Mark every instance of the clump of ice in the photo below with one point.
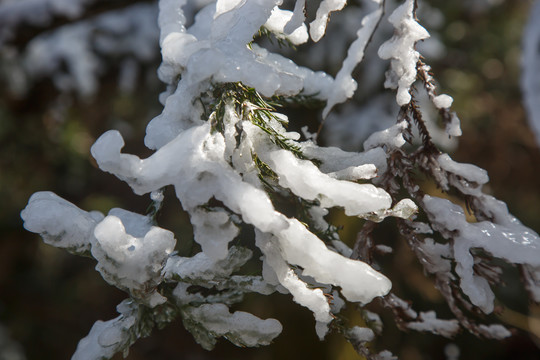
(401, 51)
(530, 64)
(317, 28)
(280, 19)
(508, 240)
(60, 223)
(428, 322)
(442, 101)
(344, 85)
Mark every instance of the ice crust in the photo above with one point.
(241, 328)
(344, 85)
(504, 238)
(400, 49)
(208, 166)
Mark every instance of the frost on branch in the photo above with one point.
(223, 146)
(400, 49)
(530, 81)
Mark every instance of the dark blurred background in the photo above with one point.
(49, 299)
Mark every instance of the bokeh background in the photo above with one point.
(49, 299)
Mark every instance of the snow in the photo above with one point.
(209, 166)
(59, 222)
(505, 238)
(471, 173)
(400, 50)
(530, 81)
(242, 328)
(344, 85)
(109, 337)
(280, 19)
(131, 254)
(317, 27)
(361, 334)
(454, 127)
(442, 101)
(391, 137)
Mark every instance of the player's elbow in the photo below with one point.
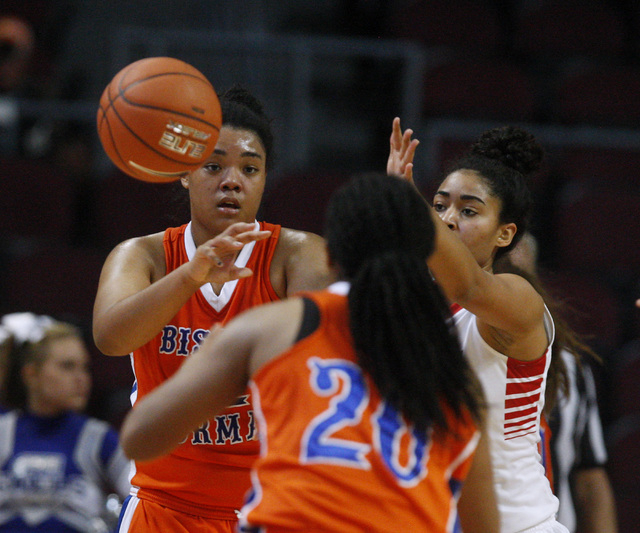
(107, 342)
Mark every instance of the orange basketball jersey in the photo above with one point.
(335, 457)
(208, 475)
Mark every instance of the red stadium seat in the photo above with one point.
(298, 200)
(127, 207)
(465, 25)
(57, 280)
(597, 229)
(37, 200)
(564, 28)
(480, 89)
(599, 95)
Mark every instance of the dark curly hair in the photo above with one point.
(242, 110)
(505, 158)
(380, 232)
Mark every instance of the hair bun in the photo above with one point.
(240, 95)
(514, 147)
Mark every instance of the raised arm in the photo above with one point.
(135, 299)
(305, 265)
(402, 149)
(477, 505)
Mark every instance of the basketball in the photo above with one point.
(159, 118)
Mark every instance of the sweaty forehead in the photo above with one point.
(465, 184)
(235, 139)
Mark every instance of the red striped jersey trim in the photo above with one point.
(522, 394)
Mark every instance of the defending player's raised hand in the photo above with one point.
(401, 152)
(213, 261)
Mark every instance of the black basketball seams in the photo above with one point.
(122, 91)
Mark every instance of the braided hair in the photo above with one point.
(380, 233)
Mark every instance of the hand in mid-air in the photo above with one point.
(401, 151)
(214, 260)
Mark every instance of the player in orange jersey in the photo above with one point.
(368, 412)
(160, 294)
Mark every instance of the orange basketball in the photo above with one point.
(159, 118)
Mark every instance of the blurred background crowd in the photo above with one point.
(333, 74)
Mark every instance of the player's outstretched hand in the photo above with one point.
(214, 260)
(401, 151)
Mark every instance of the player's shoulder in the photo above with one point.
(294, 239)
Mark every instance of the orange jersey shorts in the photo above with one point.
(143, 516)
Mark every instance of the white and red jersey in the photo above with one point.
(514, 391)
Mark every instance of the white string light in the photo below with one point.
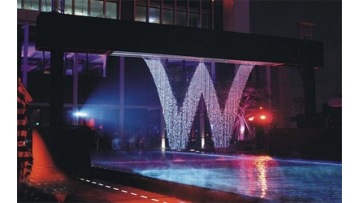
(179, 120)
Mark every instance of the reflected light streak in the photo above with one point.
(261, 167)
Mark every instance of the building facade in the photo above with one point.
(120, 86)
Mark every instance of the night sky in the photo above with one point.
(279, 18)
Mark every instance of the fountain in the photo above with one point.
(179, 119)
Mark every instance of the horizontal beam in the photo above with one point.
(98, 35)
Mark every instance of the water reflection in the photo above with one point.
(261, 170)
(258, 176)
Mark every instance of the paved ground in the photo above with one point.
(86, 190)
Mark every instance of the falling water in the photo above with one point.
(179, 120)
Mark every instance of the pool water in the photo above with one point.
(277, 180)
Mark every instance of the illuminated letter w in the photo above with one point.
(179, 120)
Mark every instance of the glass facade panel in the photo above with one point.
(81, 7)
(111, 10)
(97, 8)
(168, 17)
(154, 16)
(181, 18)
(140, 14)
(68, 7)
(46, 5)
(194, 20)
(205, 21)
(19, 4)
(31, 5)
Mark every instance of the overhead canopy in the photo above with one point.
(72, 33)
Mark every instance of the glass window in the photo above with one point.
(168, 17)
(194, 20)
(46, 5)
(97, 8)
(154, 16)
(81, 7)
(111, 10)
(31, 4)
(140, 14)
(181, 18)
(205, 21)
(68, 7)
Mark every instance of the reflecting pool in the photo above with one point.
(272, 179)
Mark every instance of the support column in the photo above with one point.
(202, 123)
(57, 89)
(75, 89)
(121, 95)
(25, 57)
(309, 96)
(268, 86)
(162, 131)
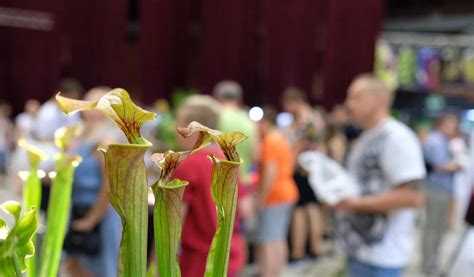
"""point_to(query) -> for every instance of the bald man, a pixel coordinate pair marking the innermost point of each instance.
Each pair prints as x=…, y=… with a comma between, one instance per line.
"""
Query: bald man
x=377, y=229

════════════════════

What is expected -
Pictures are not part of the copy. Please reproduce the material word for word.

Answer section -
Mark every instance of the clump of ice in the photo below with one point.
(401, 51)
(530, 64)
(317, 28)
(280, 19)
(508, 240)
(60, 223)
(428, 322)
(442, 101)
(344, 85)
Mark every instance of the ice crust in the photo above with one point.
(241, 328)
(344, 85)
(504, 238)
(400, 49)
(208, 166)
Mark every instance of the frost on branch in the photo above with one point.
(223, 146)
(400, 49)
(530, 81)
Mark every instance of the dark blurred background in the photo above with one point.
(49, 299)
Mark every instance of the bokeh background in the photo above with one point.
(49, 299)
Mark every instance of the snow in the photo above with one point.
(209, 166)
(59, 222)
(505, 238)
(471, 173)
(400, 50)
(530, 81)
(242, 328)
(344, 85)
(109, 337)
(280, 19)
(131, 254)
(317, 27)
(361, 334)
(454, 127)
(442, 101)
(391, 137)
Mark every instance of the player's elbow in the photo below with one point.
(107, 342)
Mark every instance of the orange basketball jersey in the photo above with one point.
(335, 457)
(208, 475)
Mark every instance of the red stadium seat in the photo above with one point.
(298, 200)
(127, 207)
(465, 25)
(57, 280)
(597, 229)
(37, 200)
(564, 28)
(480, 89)
(599, 95)
Mark every instance of the dark curly hair in the photo above with one point.
(242, 110)
(505, 158)
(380, 232)
Mark every instance of the hair bun in the photo above with one point.
(240, 95)
(514, 147)
Mark every instance of the raised arm in the photo above with one point.
(135, 299)
(305, 265)
(402, 149)
(477, 505)
Mark every instance of the basketball in the photo above with one point.
(159, 118)
Mark every instance of the sweaty forehead in the photo above with one point.
(465, 184)
(235, 139)
Mark every instance of the red striped jersey trim in the photo above with one point.
(522, 394)
Mark every instance of the defending player's raised hand in the photo above with one point.
(401, 152)
(213, 261)
Mark every instance of the black basketball seams in the photo above with one point.
(122, 91)
Mark every instance of the braided hair in the photo above with one point.
(380, 233)
Mark every instance of the hand in mid-air in the photo above with one point.
(401, 151)
(214, 260)
Mark every instance of the player in orange jersey in the photo above with one point.
(368, 412)
(160, 294)
Mark every instance of the orange basketball in the photo above with one point.
(159, 118)
Mark every instance of the blurred background crowd in the photo above with one point.
(333, 74)
Mark every instance of the player's outstretched hand in the photo above with one point.
(214, 260)
(401, 151)
Mark every instance of the player's shoulder in the photo above with one point.
(294, 239)
Mark every instance of the orange jersey shorts in the photo above with one point.
(143, 516)
Mark every instance of the white and red jersey in the photo above with one point.
(514, 391)
Mark every instance of the white string light in the photo below with one point.
(179, 120)
Mark every instance of the reflected light streak in the photo above with one point.
(261, 167)
Mark every instance of the building facade in the photo above with one point.
(120, 86)
Mark every instance of the night sky in the photo above with one point.
(279, 18)
Mark every instance of the fountain in the photo above with one point.
(179, 119)
Mark every instance of the horizontal beam in the photo above with one point.
(98, 35)
Mark every instance of the water reflection in the photo above with one point.
(261, 170)
(258, 176)
Mark every instance of the paved ground in the photo above with one point.
(86, 190)
Mark every instance of the falling water in the photo above with one point.
(179, 120)
Mark every instance of the pool water in the photo above with one point.
(277, 180)
Mark every instance of the illuminated letter w in the photo above with one point.
(179, 120)
Mark every instance of the glass facade panel in the photo above with one point.
(81, 7)
(111, 10)
(97, 8)
(168, 17)
(154, 16)
(181, 18)
(140, 14)
(68, 7)
(46, 5)
(194, 20)
(205, 21)
(19, 4)
(31, 5)
Mark every instance of the overhead canopy in the photo above with one point.
(72, 33)
Mark every instance of the glass window in the photo above with one point.
(168, 17)
(194, 20)
(46, 5)
(97, 8)
(154, 16)
(81, 7)
(111, 10)
(31, 4)
(140, 14)
(181, 18)
(205, 21)
(68, 7)
Mark every instance of the reflecting pool in the photo above with one point.
(272, 179)
Mark every instance of the support column in the photo above with one point.
(202, 123)
(57, 89)
(75, 89)
(121, 95)
(25, 57)
(309, 96)
(268, 86)
(162, 131)
"""point_to(query) -> for every instance of the bald man, a pixel coordinate pair marking the innermost point of each instance.
Each pair prints as x=…, y=… with a comma between, one instance per line.
"""
Query: bald man
x=377, y=229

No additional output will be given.